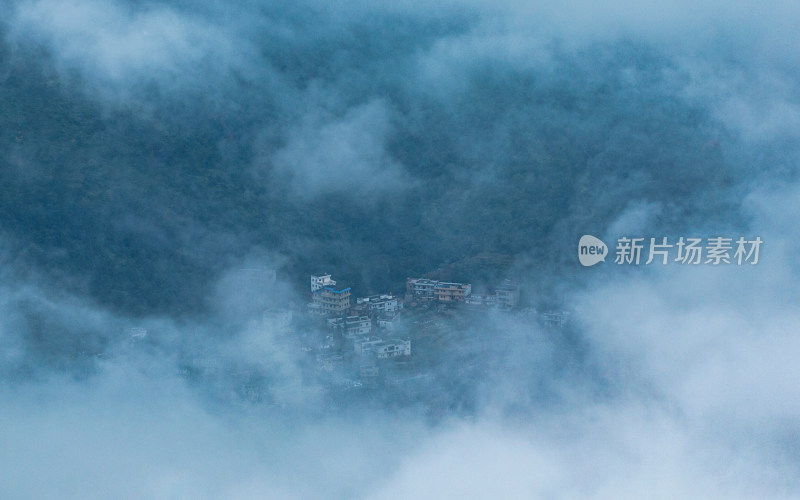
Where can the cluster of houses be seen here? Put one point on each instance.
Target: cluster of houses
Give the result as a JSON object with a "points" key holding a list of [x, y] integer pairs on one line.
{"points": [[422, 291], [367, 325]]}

-----

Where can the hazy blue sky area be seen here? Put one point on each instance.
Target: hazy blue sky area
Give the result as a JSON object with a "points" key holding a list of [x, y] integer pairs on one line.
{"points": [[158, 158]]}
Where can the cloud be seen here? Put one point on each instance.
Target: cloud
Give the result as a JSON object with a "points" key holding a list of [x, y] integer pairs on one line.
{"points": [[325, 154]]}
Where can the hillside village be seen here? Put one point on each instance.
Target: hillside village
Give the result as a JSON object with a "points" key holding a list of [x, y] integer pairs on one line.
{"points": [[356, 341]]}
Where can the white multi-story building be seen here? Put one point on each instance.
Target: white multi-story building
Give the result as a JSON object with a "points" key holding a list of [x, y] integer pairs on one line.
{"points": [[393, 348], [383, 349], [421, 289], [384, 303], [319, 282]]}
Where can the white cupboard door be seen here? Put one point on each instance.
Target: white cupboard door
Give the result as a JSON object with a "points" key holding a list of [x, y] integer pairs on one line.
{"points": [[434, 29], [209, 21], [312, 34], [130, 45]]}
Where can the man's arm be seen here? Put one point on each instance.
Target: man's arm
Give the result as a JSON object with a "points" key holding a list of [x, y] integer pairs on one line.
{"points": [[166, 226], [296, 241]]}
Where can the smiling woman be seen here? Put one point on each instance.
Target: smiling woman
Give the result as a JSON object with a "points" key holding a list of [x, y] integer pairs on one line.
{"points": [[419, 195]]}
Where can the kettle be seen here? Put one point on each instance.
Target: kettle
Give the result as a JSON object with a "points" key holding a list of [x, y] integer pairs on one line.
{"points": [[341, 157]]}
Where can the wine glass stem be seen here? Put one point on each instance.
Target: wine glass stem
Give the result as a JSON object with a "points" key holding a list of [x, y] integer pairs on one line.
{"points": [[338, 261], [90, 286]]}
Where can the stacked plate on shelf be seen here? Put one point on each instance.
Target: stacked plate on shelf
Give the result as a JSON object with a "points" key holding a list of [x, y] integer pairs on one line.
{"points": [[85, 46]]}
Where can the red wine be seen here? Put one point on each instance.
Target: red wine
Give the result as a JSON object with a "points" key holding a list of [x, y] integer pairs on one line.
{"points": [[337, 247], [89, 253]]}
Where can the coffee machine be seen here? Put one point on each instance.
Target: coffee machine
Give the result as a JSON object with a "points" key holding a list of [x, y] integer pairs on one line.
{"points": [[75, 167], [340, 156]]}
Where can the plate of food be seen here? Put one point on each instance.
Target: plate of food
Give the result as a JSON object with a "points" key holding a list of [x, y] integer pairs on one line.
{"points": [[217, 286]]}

-----

Count the lines in the material above that contain the word "shelf", and reply with only that number.

> _Correct answer_: 2